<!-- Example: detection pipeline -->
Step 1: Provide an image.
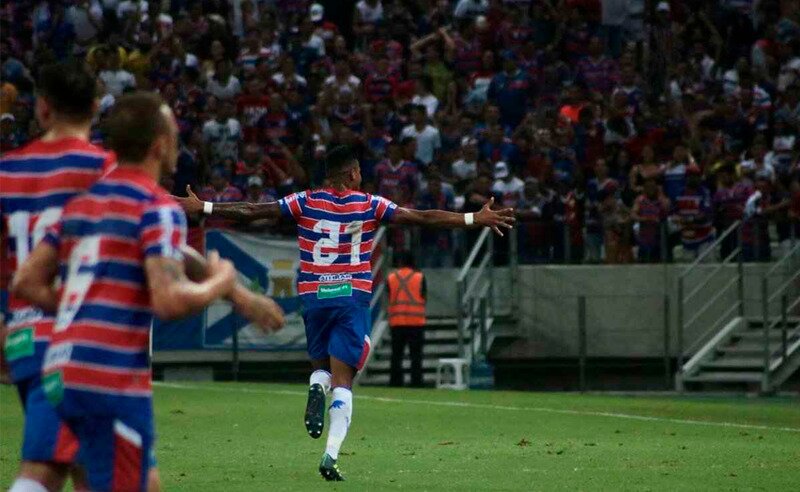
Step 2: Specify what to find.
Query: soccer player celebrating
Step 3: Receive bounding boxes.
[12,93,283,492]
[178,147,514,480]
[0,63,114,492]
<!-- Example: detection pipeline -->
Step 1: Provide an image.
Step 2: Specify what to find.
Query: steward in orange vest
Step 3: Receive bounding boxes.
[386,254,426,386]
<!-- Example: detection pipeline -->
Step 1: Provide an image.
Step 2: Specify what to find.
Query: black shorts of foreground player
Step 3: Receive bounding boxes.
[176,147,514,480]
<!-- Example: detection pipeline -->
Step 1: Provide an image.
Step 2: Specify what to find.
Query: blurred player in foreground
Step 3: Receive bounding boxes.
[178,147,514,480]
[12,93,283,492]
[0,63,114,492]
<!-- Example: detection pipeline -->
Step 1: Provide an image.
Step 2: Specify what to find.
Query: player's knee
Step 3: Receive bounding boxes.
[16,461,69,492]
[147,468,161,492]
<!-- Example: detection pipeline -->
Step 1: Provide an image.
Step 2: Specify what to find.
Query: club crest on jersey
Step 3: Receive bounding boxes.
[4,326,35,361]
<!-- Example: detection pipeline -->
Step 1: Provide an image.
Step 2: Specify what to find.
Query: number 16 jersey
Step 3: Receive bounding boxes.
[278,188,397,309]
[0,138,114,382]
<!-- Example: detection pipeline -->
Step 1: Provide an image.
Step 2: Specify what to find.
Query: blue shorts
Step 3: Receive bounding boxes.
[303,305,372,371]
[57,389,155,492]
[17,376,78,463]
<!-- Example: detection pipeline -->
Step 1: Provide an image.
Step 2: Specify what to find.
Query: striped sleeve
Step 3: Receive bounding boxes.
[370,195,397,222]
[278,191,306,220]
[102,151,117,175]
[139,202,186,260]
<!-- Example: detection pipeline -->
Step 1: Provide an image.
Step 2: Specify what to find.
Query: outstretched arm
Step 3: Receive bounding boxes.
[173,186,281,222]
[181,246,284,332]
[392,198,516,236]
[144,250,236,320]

- - - - -

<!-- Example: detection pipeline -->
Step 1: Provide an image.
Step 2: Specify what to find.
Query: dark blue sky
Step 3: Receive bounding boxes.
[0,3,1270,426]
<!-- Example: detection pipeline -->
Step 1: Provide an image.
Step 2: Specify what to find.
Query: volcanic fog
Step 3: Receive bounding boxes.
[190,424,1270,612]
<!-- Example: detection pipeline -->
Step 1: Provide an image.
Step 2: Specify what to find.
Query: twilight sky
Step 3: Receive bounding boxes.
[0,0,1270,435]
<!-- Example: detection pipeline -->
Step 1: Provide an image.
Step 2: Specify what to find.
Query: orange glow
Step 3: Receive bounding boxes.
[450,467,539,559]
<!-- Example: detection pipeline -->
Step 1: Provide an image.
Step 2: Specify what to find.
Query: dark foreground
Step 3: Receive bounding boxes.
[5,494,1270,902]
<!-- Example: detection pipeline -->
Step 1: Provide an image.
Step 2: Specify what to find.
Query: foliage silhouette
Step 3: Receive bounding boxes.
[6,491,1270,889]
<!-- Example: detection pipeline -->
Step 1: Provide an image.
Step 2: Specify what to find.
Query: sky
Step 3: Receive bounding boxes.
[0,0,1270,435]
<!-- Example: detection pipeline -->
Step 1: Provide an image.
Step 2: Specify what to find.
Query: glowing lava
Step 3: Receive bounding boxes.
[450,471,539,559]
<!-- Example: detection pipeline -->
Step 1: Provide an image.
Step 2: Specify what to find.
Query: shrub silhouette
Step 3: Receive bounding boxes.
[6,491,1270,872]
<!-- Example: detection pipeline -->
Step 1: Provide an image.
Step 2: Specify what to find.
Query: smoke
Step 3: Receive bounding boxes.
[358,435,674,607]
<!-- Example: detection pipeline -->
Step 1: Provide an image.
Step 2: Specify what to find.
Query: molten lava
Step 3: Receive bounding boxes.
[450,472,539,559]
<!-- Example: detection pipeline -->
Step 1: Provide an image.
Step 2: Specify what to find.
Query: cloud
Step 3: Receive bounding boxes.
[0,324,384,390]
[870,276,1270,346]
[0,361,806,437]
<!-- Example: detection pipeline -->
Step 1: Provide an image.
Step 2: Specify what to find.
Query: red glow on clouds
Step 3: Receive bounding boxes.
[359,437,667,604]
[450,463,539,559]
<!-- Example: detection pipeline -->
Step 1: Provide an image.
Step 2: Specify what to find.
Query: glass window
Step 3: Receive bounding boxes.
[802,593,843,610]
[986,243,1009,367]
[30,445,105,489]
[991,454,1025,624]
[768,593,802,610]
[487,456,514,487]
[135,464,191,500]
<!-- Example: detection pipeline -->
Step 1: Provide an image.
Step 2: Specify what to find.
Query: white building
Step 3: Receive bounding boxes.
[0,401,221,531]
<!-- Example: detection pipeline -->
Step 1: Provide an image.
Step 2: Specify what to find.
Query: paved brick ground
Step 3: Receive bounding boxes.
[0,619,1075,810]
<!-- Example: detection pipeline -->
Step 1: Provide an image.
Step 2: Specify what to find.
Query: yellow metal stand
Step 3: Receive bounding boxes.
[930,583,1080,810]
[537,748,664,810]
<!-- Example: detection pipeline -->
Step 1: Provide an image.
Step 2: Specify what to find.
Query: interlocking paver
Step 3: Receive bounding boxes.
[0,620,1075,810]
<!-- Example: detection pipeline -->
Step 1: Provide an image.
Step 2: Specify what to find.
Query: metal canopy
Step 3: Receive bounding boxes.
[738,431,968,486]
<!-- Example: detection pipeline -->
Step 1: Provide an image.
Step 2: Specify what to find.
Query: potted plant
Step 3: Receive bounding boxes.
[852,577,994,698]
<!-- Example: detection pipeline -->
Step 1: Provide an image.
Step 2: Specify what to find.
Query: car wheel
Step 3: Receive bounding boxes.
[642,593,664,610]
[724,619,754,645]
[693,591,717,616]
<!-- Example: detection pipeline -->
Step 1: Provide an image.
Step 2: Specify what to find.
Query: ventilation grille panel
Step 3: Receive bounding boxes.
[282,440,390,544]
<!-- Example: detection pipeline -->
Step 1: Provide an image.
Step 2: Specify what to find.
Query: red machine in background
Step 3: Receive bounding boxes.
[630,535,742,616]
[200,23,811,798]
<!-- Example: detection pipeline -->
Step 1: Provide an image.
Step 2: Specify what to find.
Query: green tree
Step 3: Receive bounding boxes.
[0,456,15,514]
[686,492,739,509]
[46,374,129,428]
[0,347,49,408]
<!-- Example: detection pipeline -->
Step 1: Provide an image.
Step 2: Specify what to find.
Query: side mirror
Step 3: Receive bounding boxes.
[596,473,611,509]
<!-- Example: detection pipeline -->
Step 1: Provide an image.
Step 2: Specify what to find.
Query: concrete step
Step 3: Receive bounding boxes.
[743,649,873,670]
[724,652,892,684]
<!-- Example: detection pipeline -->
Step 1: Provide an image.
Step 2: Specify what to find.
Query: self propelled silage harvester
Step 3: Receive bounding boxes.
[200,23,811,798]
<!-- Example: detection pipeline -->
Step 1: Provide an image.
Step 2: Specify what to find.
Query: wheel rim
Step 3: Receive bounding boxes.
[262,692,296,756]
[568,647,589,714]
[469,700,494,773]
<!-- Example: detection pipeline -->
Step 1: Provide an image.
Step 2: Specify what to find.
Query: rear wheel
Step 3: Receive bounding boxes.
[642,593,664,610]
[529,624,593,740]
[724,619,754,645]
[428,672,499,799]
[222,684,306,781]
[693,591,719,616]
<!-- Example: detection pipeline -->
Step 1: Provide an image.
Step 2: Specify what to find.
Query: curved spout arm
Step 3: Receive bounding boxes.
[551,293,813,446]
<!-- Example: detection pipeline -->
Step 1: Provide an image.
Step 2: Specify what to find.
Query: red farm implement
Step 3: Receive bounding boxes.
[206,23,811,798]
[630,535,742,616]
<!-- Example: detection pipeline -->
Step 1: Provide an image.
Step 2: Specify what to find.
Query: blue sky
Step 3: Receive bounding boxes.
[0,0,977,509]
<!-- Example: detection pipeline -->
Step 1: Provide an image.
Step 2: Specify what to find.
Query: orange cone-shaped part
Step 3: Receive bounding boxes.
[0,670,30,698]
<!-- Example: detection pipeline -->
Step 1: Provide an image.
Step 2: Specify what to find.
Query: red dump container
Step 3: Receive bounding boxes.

- - - - -

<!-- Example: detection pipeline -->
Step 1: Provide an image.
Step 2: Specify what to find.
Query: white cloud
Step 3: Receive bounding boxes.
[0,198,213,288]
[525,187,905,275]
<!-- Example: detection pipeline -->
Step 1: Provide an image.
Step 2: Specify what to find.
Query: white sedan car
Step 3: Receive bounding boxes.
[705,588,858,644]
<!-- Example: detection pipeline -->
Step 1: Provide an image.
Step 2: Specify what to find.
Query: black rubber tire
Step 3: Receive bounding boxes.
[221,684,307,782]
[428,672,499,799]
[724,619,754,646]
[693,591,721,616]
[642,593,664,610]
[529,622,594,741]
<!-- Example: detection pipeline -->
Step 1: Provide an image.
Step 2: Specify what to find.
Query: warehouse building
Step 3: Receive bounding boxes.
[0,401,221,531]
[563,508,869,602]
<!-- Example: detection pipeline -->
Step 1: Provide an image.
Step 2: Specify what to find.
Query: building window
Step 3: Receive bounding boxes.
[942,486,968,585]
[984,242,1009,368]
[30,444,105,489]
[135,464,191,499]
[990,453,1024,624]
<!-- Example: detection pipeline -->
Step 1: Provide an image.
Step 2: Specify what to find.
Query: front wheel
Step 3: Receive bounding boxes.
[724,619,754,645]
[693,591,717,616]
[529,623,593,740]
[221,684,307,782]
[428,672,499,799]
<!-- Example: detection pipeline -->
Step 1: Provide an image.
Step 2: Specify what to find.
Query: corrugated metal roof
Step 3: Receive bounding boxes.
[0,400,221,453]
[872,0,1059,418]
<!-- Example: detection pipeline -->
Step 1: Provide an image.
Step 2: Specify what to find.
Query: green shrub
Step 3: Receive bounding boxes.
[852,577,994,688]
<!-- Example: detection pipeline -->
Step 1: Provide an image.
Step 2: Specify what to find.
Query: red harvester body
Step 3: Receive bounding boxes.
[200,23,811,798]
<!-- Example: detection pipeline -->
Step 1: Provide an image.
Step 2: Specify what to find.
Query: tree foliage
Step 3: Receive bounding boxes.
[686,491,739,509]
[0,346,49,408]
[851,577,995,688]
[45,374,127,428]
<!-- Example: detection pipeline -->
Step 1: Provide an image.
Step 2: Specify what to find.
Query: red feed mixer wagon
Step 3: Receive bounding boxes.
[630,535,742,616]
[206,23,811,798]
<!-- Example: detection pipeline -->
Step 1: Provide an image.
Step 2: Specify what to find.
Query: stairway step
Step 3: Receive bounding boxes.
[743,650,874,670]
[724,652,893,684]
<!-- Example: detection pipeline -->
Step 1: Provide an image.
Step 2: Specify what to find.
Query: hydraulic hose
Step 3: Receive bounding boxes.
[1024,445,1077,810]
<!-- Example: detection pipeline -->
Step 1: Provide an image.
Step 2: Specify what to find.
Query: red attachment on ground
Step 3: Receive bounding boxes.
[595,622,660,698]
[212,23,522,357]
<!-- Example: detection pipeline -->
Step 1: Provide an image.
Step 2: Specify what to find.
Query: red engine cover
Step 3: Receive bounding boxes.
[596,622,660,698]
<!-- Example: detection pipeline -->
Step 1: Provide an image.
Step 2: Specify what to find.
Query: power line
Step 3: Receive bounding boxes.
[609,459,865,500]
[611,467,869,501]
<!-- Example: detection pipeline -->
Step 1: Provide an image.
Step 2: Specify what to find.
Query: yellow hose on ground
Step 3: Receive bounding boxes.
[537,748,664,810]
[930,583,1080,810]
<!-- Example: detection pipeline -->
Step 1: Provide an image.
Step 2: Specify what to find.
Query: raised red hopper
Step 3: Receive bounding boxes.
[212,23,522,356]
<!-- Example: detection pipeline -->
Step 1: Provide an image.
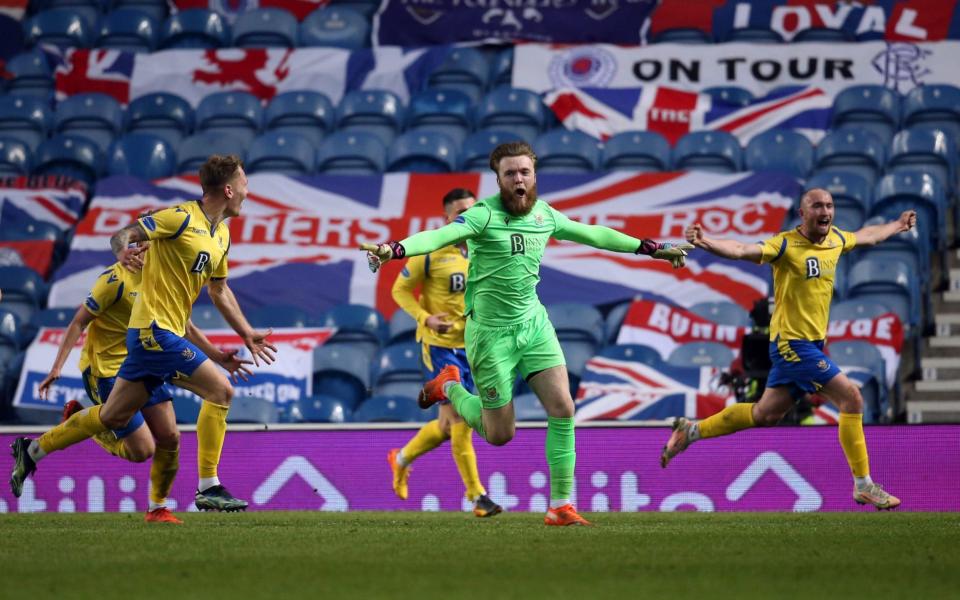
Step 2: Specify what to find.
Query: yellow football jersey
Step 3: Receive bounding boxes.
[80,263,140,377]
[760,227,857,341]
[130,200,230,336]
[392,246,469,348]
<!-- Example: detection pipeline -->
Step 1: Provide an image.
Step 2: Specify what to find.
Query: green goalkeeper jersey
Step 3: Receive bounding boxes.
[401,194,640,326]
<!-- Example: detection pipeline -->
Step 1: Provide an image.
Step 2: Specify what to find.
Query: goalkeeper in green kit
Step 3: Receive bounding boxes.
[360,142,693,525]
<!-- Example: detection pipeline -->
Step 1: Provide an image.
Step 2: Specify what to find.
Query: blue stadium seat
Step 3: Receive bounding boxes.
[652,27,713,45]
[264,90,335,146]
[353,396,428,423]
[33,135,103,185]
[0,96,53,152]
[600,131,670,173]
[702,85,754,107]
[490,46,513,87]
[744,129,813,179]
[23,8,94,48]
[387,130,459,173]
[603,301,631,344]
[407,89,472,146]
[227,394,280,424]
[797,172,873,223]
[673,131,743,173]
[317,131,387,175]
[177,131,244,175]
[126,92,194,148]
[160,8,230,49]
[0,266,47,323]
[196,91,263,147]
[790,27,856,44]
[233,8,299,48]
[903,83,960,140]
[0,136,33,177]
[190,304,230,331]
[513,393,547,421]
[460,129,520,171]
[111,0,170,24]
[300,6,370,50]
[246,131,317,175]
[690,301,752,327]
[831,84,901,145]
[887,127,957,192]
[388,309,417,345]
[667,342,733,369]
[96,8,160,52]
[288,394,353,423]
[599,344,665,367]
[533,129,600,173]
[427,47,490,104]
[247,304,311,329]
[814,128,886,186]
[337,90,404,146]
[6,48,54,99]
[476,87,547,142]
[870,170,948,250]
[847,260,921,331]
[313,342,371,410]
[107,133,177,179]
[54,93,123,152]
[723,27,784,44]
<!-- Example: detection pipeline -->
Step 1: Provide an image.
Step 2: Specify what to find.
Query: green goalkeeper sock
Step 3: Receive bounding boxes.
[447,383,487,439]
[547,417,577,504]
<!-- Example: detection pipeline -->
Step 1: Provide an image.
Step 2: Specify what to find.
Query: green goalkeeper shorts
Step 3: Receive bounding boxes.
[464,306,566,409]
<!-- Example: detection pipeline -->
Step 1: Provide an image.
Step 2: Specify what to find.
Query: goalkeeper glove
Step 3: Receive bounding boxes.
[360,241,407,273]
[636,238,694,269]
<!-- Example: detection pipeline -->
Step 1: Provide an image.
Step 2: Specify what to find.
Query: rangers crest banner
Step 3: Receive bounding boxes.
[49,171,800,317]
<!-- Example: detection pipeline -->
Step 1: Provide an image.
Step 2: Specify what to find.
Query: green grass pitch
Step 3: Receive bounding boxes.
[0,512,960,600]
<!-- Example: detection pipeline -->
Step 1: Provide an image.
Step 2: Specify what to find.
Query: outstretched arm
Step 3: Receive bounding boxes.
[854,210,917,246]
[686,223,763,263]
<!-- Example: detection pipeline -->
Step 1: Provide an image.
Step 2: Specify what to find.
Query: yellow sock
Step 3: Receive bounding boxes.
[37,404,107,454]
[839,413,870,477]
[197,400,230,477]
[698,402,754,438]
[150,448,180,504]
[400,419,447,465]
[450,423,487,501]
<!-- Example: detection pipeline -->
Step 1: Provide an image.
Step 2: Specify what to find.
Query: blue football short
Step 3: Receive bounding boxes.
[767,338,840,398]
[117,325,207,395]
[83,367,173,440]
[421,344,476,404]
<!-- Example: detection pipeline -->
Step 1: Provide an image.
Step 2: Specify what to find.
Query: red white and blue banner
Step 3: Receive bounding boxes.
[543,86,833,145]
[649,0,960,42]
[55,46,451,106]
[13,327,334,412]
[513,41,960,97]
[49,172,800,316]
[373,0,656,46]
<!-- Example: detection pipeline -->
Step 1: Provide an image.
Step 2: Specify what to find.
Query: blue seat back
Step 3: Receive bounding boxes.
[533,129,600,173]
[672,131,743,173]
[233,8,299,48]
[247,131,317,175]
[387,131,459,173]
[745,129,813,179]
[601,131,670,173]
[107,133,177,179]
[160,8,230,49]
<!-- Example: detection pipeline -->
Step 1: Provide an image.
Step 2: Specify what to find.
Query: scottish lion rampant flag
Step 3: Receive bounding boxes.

- - - - -

What you should do.
Gather each line of the material above that contains the word "harvester", copying every one in full.

Correct response.
Query: self propelled silage harvester
Query: red harvester body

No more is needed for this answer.